▸ What you will do: Print each of the following records line for line, without changing anything.

▸ Input material:
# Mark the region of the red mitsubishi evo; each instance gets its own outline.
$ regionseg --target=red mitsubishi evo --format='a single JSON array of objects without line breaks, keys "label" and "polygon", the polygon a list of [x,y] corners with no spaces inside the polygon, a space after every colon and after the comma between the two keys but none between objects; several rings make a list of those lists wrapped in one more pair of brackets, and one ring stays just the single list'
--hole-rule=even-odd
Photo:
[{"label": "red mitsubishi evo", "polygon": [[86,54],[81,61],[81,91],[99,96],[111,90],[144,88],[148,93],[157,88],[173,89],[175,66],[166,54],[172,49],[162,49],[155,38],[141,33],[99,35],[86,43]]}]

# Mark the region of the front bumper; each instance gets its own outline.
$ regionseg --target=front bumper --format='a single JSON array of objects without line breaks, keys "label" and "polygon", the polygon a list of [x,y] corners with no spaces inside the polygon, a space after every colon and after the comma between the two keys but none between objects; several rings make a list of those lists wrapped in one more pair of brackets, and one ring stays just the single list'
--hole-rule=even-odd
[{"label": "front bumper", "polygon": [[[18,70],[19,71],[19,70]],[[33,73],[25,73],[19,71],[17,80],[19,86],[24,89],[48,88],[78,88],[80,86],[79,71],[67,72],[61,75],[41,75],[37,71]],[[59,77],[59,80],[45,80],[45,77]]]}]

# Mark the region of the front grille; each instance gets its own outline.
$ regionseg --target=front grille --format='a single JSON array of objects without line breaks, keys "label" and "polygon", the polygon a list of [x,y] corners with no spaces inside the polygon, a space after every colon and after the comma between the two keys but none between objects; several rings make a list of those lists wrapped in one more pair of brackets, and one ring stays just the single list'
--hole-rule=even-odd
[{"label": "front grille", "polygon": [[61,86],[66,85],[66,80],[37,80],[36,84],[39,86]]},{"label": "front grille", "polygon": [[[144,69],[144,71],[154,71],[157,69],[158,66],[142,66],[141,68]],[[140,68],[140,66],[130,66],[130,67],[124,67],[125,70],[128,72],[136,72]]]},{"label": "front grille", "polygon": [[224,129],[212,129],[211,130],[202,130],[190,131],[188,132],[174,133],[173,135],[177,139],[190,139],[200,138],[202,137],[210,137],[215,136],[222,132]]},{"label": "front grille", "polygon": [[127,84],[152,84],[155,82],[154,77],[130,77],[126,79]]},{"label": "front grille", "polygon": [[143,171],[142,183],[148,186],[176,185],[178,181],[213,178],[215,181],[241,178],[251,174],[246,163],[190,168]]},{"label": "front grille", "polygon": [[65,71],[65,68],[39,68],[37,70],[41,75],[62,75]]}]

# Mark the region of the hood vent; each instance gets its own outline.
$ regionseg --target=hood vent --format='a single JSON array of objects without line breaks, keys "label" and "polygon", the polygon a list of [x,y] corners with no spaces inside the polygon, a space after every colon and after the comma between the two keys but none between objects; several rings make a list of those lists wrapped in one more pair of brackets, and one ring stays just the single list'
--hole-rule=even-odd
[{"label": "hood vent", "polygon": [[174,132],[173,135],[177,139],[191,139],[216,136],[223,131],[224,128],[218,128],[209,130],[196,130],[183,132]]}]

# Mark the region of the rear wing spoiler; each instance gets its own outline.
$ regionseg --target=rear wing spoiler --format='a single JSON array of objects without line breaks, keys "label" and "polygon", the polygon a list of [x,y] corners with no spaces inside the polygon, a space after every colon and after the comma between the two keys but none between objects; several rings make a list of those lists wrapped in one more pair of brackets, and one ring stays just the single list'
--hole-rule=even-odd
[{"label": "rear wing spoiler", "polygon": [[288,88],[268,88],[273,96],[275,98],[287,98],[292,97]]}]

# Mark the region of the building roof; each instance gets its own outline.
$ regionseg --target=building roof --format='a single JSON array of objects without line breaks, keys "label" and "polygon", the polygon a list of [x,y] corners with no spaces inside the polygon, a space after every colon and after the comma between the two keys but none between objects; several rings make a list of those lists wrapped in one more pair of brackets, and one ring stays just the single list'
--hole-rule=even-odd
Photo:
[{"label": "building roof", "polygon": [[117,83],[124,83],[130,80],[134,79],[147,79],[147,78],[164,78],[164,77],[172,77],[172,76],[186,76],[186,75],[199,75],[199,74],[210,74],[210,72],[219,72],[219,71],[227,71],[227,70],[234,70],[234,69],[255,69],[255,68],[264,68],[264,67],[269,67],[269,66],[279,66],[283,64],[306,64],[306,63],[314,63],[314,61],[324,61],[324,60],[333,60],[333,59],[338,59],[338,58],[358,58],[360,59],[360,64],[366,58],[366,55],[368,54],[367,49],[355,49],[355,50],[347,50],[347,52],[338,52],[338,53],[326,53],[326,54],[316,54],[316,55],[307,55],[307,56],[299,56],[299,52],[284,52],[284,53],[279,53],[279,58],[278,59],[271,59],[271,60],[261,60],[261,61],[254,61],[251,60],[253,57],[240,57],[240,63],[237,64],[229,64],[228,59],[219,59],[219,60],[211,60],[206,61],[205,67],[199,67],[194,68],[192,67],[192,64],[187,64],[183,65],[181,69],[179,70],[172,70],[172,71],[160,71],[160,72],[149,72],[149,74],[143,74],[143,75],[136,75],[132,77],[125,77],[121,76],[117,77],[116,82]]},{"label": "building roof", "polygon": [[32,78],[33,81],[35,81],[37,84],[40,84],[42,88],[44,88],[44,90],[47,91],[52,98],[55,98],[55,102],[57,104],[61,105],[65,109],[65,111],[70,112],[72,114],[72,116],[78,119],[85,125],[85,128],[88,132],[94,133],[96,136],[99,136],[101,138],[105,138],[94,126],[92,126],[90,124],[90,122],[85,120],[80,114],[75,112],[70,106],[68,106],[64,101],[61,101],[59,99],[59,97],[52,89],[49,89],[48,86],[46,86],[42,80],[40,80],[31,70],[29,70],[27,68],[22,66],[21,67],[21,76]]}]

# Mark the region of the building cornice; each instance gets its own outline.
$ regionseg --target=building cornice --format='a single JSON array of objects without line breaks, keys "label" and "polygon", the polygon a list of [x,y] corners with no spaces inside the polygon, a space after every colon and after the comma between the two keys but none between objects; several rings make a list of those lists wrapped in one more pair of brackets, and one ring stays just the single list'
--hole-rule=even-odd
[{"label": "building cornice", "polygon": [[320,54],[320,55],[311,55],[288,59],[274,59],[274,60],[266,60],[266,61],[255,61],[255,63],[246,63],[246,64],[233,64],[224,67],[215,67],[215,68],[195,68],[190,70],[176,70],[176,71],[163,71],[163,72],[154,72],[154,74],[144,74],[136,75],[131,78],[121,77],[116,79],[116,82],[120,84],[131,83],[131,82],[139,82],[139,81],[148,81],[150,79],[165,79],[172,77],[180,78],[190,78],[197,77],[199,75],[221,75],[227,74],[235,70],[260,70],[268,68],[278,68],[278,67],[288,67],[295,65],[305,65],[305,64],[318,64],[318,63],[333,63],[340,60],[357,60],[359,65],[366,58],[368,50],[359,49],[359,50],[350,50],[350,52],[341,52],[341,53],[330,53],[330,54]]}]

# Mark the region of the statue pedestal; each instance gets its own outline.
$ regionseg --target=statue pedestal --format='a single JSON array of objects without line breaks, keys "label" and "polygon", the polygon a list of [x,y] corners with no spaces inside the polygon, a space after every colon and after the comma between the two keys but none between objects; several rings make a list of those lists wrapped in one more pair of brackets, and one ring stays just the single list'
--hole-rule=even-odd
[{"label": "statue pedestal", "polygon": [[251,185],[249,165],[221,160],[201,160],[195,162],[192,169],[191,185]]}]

▸ Solution for this exercise:
# Mark the region of the red mitsubishi evo; each instance gets its own outline.
$ regionseg --target=red mitsubishi evo --format='a single JSON array of objects without line breaks, keys "label" and "polygon", the polygon a list of [x,y] corners with no spaces inside the polygon, a space after every colon and after the comma between the two keys but none between objects; several rings make a list of those lists wrapped in one more pair of brackets, and one ring stays just the single list'
--hole-rule=even-odd
Photo:
[{"label": "red mitsubishi evo", "polygon": [[86,54],[81,61],[81,91],[99,96],[111,90],[144,88],[148,93],[157,88],[173,89],[175,66],[166,54],[172,49],[162,49],[155,38],[141,33],[99,35],[86,43]]}]

# Mark the region of the front bumper; each instance gets its own outline.
$ regionseg --target=front bumper --format='a single JSON array of objects without line breaks, keys "label" and "polygon", the polygon a list of [x,y] corners with no spaces inside the polygon, a space after every colon and after the comma between the two keys but none between objects; several rings make a list of those lists wrapped in one more pair of brackets, and one ring stays just the single list'
--hole-rule=even-odd
[{"label": "front bumper", "polygon": [[[18,70],[19,71],[19,70]],[[33,73],[25,73],[19,71],[17,80],[19,86],[24,89],[48,88],[78,88],[80,86],[79,71],[67,72],[61,75],[41,75],[37,71]],[[59,77],[59,80],[45,80],[45,77]]]}]

# Mark the region of the front grille; each instance gets its own outline.
$ regionseg --target=front grille --format='a single JSON array of objects without line breaks, keys "label" and "polygon", the polygon a list of [x,y] corners with no spaces inside the polygon, a space after every colon and after the comma between the two keys but none between objects; several rings make a list of those lists wrapped in one more pair of brackets, and one ring stays just the single list'
--hole-rule=even-odd
[{"label": "front grille", "polygon": [[61,86],[66,85],[66,80],[37,80],[36,84],[39,86]]},{"label": "front grille", "polygon": [[[144,69],[144,71],[154,71],[157,69],[158,66],[142,66],[141,68]],[[140,68],[140,66],[130,66],[130,67],[124,67],[125,70],[128,72],[136,72]]]},{"label": "front grille", "polygon": [[224,129],[212,129],[211,130],[202,130],[190,131],[188,132],[174,133],[173,135],[177,139],[190,139],[200,138],[202,137],[210,137],[215,136],[222,132]]},{"label": "front grille", "polygon": [[127,84],[152,84],[155,82],[154,77],[130,77],[126,79]]},{"label": "front grille", "polygon": [[143,171],[142,183],[148,186],[176,185],[178,181],[213,178],[215,181],[241,178],[251,174],[246,163],[190,168]]},{"label": "front grille", "polygon": [[65,71],[65,68],[39,68],[37,70],[41,75],[62,75]]}]

# Mark the region of the hood vent; each instance gets its own outline.
$ regionseg --target=hood vent --format='a single JSON array of objects without line breaks, keys "label" and "polygon", the polygon a list of [x,y] corners with no spaces inside the polygon, a space after every colon and after the comma between the two keys but none between objects; several rings make a list of those lists wrapped in one more pair of brackets, and one ring stays just the single list'
--hole-rule=even-odd
[{"label": "hood vent", "polygon": [[174,132],[173,135],[177,139],[191,139],[216,136],[223,131],[224,128],[218,128],[209,130],[196,130],[183,132]]}]

# Mark the region of the rear wing spoiler; each instance gets its own outline.
$ regionseg --target=rear wing spoiler --format='a single JSON array of objects without line breaks, keys "label" and "polygon", the polygon a list of [x,y] corners with no spaces inside the polygon, a space after every colon and after the comma between the two keys but none between objects; several rings make a list of those lists wrapped in one more pair of brackets, and one ring stays just the single list'
--hole-rule=even-odd
[{"label": "rear wing spoiler", "polygon": [[288,88],[268,88],[273,96],[275,98],[287,98],[292,97]]}]

# Mark the region of the building roof; each instance gets its own outline.
$ regionseg --target=building roof --format='a single JSON array of objects without line breaks, keys "label" and "polygon", the polygon a list of [x,y] corners with no spaces inside the polygon, a space after every colon and after the comma between the two keys but none between objects; several rings make a list of those lists wrapped in one more pair of brackets, and one ring stays just the single list'
--hole-rule=even-odd
Photo:
[{"label": "building roof", "polygon": [[117,83],[124,83],[130,80],[134,79],[147,79],[147,78],[164,78],[164,77],[172,77],[172,76],[186,76],[186,75],[199,75],[199,74],[210,74],[210,72],[219,72],[219,71],[227,71],[227,70],[234,70],[234,69],[255,69],[255,68],[264,68],[264,67],[269,67],[269,66],[279,66],[283,64],[306,64],[306,63],[314,63],[314,61],[324,61],[324,60],[333,60],[333,59],[338,59],[338,58],[358,58],[360,59],[360,64],[366,58],[366,55],[368,54],[367,49],[355,49],[355,50],[347,50],[347,52],[338,52],[338,53],[326,53],[326,54],[316,54],[316,55],[307,55],[307,56],[299,56],[299,52],[284,52],[284,53],[279,53],[279,58],[278,59],[271,59],[271,60],[261,60],[261,61],[254,61],[251,60],[253,57],[240,57],[240,63],[237,64],[229,64],[228,59],[219,59],[219,60],[211,60],[206,61],[205,67],[199,67],[194,68],[192,67],[192,64],[187,64],[183,65],[181,69],[179,70],[172,70],[172,71],[160,71],[160,72],[149,72],[149,74],[143,74],[143,75],[136,75],[132,77],[125,77],[121,76],[117,77],[116,82]]},{"label": "building roof", "polygon": [[32,78],[33,81],[35,81],[37,84],[40,84],[42,88],[44,88],[44,90],[47,91],[52,98],[55,98],[55,102],[57,104],[61,105],[65,109],[65,111],[70,112],[72,114],[72,116],[78,119],[85,125],[85,128],[88,132],[94,133],[96,136],[99,136],[101,138],[105,138],[94,126],[92,126],[90,124],[90,122],[85,120],[80,114],[75,112],[70,106],[68,106],[64,101],[61,101],[59,99],[59,97],[52,89],[49,89],[48,86],[46,86],[42,80],[40,80],[31,70],[29,70],[27,68],[22,66],[21,67],[21,76]]}]

# Mark the region of the building cornice; each instance gets its own outline.
$ regionseg --target=building cornice --format='a single JSON array of objects without line breaks, keys "label" and "polygon", the polygon a list of [x,y] corners with no spaces inside the polygon, a space after every colon and after the comma between the two keys but none between objects; several rings make a list of those lists wrapped in one more pair of brackets, and one ring stays just the single list'
--hole-rule=even-odd
[{"label": "building cornice", "polygon": [[320,54],[320,55],[311,55],[288,59],[274,59],[274,60],[266,60],[266,61],[255,61],[255,63],[246,63],[246,64],[233,64],[224,67],[215,67],[215,68],[195,68],[190,70],[176,70],[176,71],[163,71],[163,72],[154,72],[154,74],[144,74],[136,75],[131,78],[121,77],[116,79],[116,82],[120,84],[131,83],[131,82],[139,82],[139,81],[148,81],[150,79],[165,79],[172,77],[180,78],[190,78],[197,77],[199,75],[221,75],[227,74],[235,70],[260,70],[268,68],[278,68],[278,67],[288,67],[295,65],[305,65],[305,64],[318,64],[318,63],[333,63],[340,60],[357,60],[359,65],[366,58],[368,50],[359,49],[359,50],[350,50],[350,52],[341,52],[341,53],[330,53],[330,54]]}]

# Mark the region of the statue pedestal; each instance gets its own outline.
$ regionseg --target=statue pedestal --format='a single JSON array of objects without line breaks, keys "label" and "polygon", the polygon a list of [x,y] corners with no spaces inside the polygon, a space after every colon and after the comma between the two keys but none between objects; several rings make a list of those lists wrapped in one more pair of brackets, and one ring stays just the single list'
--hole-rule=even-odd
[{"label": "statue pedestal", "polygon": [[251,185],[249,165],[221,160],[201,160],[195,162],[192,169],[191,185]]}]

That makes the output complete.